# [Problem]
Please set down all the lines beneath this one exactly, without the pictures.

(Named-object pointing records)
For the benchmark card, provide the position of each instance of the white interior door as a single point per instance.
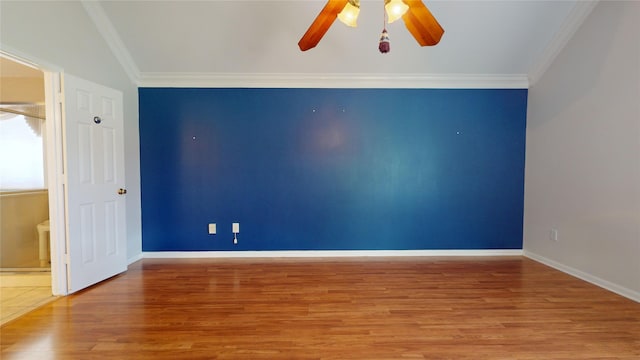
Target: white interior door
(95, 195)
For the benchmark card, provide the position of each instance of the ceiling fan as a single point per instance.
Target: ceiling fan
(417, 18)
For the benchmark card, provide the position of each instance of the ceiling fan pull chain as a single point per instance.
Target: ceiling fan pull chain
(384, 46)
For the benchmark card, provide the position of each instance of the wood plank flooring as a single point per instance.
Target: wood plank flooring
(356, 308)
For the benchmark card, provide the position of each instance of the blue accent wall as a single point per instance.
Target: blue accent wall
(332, 169)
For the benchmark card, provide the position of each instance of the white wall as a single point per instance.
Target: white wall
(583, 153)
(61, 34)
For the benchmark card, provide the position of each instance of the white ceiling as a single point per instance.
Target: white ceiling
(185, 42)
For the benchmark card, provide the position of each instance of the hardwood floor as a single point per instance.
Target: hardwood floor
(357, 308)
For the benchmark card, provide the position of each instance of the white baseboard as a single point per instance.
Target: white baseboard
(620, 290)
(325, 253)
(135, 258)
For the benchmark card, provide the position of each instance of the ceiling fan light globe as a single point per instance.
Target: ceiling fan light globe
(395, 9)
(349, 15)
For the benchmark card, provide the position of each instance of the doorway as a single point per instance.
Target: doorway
(25, 260)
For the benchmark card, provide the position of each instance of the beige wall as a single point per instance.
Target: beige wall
(20, 212)
(21, 90)
(60, 33)
(583, 153)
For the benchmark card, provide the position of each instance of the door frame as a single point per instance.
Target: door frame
(54, 165)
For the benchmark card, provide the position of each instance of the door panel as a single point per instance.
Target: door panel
(95, 171)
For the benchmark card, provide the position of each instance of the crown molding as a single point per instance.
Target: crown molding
(574, 20)
(292, 80)
(110, 35)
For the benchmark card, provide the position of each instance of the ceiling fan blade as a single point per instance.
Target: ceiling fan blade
(321, 24)
(422, 24)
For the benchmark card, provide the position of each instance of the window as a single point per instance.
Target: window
(21, 152)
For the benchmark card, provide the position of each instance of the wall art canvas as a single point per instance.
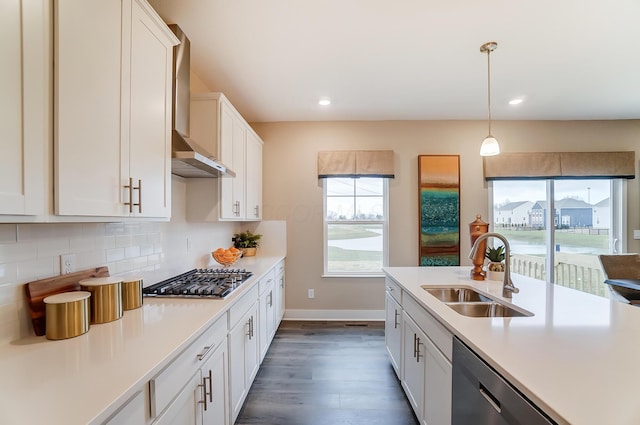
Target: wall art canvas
(439, 199)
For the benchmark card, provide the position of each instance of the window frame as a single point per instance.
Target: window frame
(618, 216)
(385, 231)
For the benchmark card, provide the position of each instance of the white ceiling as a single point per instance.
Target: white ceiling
(416, 59)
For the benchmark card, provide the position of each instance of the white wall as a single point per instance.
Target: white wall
(292, 191)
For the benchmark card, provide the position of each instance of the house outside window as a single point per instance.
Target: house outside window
(588, 221)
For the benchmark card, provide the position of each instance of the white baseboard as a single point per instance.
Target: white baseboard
(361, 315)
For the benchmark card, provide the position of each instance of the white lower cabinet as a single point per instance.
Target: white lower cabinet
(191, 389)
(437, 391)
(267, 327)
(215, 403)
(133, 412)
(280, 293)
(413, 364)
(243, 351)
(208, 382)
(422, 354)
(393, 331)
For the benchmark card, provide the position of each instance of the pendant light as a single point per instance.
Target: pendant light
(490, 145)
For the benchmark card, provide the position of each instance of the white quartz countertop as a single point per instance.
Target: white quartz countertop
(576, 358)
(83, 380)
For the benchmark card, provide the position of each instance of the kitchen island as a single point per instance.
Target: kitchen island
(574, 358)
(89, 378)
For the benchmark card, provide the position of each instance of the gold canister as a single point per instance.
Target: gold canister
(106, 298)
(67, 314)
(131, 293)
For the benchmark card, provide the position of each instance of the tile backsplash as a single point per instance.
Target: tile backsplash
(153, 250)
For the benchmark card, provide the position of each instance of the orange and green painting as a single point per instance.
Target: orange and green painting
(439, 181)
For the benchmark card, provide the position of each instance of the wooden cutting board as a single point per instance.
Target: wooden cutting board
(38, 290)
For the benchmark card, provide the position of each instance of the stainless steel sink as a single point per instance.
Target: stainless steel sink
(456, 294)
(469, 302)
(487, 309)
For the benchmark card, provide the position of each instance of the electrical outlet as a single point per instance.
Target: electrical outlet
(67, 263)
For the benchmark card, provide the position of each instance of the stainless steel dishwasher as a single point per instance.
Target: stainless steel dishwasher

# [The output]
For the benchmark card, provide the position of each instance of the white interior door as a single point per instance.
Target: white interior door
(95, 195)
For the benchmark card, provide the position of each instance of the ceiling fan as a single point per instance.
Target: ceiling fan
(417, 18)
For the benchmark card, provide the position of each instance of the ceiling fan pull chain as a single point per instance.
Target: ceiling fan pull chain
(384, 46)
For the benchmark card, provide the position of each instance of the wood plank flooring as a single point per instance.
Target: wood plank flooring
(356, 308)
For the benchmark card, provide the position of each instance of the blue accent wall as a single point per instance.
Target: blue accent wall
(332, 169)
For the benchmark card, provide the position of each instance of the white wall as a single point per instance.
Target: white wall
(583, 153)
(61, 34)
For the benchmark card, provide the position of each instance of the white ceiling as a single point per instance.
Target: white ceiling
(185, 42)
For the benchmark card, provide the position of each instance of the hardwood floor as a single point per instance.
Target: hardwood floor
(357, 308)
For the benchmark card, provide the position of each instance of the white baseboard as a single point per instance.
Target: white baseboard
(620, 290)
(325, 253)
(135, 258)
For the benchmark card, provide the position of each instance of the ceiling fan light globe as a single point per instance.
Target: ceiling fan light globe
(395, 9)
(349, 15)
For the benchmark card, provide the position of each instance of the doorway as a single point per instance.
Target: doorway
(25, 260)
For the benchmark card, provide the position of each instance of the beige wall as a single point per instance.
Target: beige wall
(20, 212)
(21, 90)
(60, 33)
(583, 153)
For the benchmark card, provide the position of each instance of the door frame as a single point per instance.
Target: door frame
(54, 165)
For the benchmark card, provide the position of each instance of the door panel as a single point per instance.
Target: door panel
(95, 171)
For the benchmark card, provide the position of each instance of the crown molding as a single point per instance.
Target: crown molding
(574, 20)
(292, 80)
(110, 35)
For the benchmark card, provide the position of each instance of the ceiling fan blade as a single point per instance.
Target: ceiling fan blade
(321, 24)
(422, 24)
For the benchmark card, provide the position of each instance of the window as a single point per instance.
Target: window
(21, 152)
For the benchmark card, provide the position of each instance of the wall art canvas as a single point per instance.
Target: wall art canvas
(439, 199)
For the benchmark card, provide the position of each instance of the window frame as a single point per instance.
Target: window frame
(618, 216)
(385, 231)
For the benchmark card, provide the position of each instance of the white ceiling as a single point per instance.
Target: white ceiling
(416, 59)
For the benchmark card, provide the position of each instance of the white wall as a single point per instance.
Target: white wall
(292, 191)
For the benchmark card, provide the position of each instance of the house outside window as a single point per instance.
Target: house outside window
(588, 221)
For the benchmark card, provide the position of each instance of the white baseboard as a single point per instance.
Target: white baseboard
(361, 315)
For the benchmark card, provide the position of each instance of the white lower cabinet as a single point per instance.
Target: white lower cabinet
(191, 389)
(437, 391)
(267, 327)
(215, 403)
(133, 412)
(280, 293)
(413, 364)
(243, 351)
(208, 382)
(422, 354)
(393, 331)
For the benchmark card, provide the position of each instance of the pendant light as a single point per instance.
Target: pendant light
(490, 145)
For the benchmark card, provide the position of each instance of the white quartz countertop as a single point per instance.
Target: white quartz countertop
(576, 358)
(83, 380)
For the benchmark card, provide the position of each instance of the kitchen island as a single point per instance.
Target: kitchen island
(574, 358)
(89, 378)
For the benchmark card, provide the position of each instance of the gold canister as a single point per instance.
Target: gold canister
(106, 298)
(67, 314)
(131, 293)
For the benchmark card, provide the position of each instance of the tile backsplash as a single point per instance.
Target: tile backsplash
(153, 250)
For the benchmark card, provide the position of each instance of the orange and green painting as a single point per instance.
Target: orange and green painting
(439, 181)
For the benchmark card, provide the position of each instance of the wooden cutting board as a single point per instance.
Target: wooden cutting board
(38, 290)
For the benchmark card, provide the position of each instance of the stainless steel sink as a single point per instance.
Target: stainless steel sink
(456, 294)
(469, 302)
(487, 309)
For the benchmark card, provide the position of each instance of the electrical outlet as a single point per instance.
Target: electrical outlet
(67, 263)
For the benchmark card, provide the position of each instance of the stainless steel dishwasher as a single point per instance.
Target: stainless steel dishwasher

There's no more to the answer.